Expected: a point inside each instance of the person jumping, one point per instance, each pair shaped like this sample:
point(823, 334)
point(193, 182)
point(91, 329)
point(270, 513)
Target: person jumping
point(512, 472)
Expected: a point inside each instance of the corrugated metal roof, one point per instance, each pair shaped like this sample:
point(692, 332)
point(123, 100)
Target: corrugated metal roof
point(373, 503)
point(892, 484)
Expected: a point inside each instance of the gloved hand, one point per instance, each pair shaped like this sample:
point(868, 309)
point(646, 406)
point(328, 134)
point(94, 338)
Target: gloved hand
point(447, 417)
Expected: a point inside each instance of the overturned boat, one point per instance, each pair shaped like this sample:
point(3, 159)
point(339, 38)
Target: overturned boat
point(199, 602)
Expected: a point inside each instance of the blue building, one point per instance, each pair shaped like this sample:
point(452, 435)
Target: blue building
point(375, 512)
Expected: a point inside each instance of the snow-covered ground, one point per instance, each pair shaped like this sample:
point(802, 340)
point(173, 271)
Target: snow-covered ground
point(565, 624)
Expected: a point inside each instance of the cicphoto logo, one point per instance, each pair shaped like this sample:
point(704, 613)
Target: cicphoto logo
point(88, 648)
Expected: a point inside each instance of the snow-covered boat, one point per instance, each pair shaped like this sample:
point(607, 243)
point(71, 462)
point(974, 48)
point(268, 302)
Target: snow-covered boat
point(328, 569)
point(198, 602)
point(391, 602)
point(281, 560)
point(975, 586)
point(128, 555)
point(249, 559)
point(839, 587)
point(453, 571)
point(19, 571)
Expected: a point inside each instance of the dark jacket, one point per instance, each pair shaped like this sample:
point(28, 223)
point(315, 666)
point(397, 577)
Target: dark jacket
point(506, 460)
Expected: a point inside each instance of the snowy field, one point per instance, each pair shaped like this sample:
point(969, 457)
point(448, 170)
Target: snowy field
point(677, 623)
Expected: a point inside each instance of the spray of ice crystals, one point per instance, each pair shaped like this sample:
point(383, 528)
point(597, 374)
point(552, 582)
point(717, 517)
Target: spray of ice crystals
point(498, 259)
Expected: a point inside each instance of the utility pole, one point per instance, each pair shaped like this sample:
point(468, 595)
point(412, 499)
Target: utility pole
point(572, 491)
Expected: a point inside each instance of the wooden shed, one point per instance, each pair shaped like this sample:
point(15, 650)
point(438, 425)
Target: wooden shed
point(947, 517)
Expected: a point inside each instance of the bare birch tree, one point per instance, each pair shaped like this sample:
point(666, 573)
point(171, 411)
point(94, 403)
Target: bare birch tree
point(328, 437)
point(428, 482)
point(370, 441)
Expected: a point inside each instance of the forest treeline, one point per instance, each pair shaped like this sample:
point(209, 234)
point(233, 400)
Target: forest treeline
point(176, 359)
------
▸ Task instructions: Your reply must contain the line with "Target: dark jacket" and each later line of the material, word for word, and nothing else.

▸ Task solution:
Target: dark jacket
point(506, 460)
Expected: a point inside each instance of the snowy field, one point per instance, each pair shaped like this sample:
point(969, 457)
point(448, 170)
Target: snowy field
point(677, 623)
Expected: a point inside each instance of the spray of ice crystals, one point per instance, each pair shaped like this sample:
point(383, 528)
point(597, 374)
point(552, 582)
point(717, 517)
Target: spray of ice crystals
point(498, 259)
Expected: a point inside each instance of the utility pole, one point per instance, each pair shaped like this sample:
point(468, 595)
point(412, 499)
Target: utility pole
point(572, 491)
Expected: a point inside each instance of the wooden shed, one point per instance, each pair shaped like this sample:
point(15, 650)
point(438, 425)
Target: wooden shed
point(947, 517)
Expected: a point inside each instance of the bare birch tree, one point per instance, each pair shaped like this sample:
point(666, 573)
point(171, 411)
point(94, 403)
Target: bare birch tree
point(328, 437)
point(428, 482)
point(370, 441)
Expected: a point inside each instance of the forest treeline, one point per instance, each pair shaped like this sample:
point(209, 234)
point(233, 400)
Target: forest treeline
point(176, 359)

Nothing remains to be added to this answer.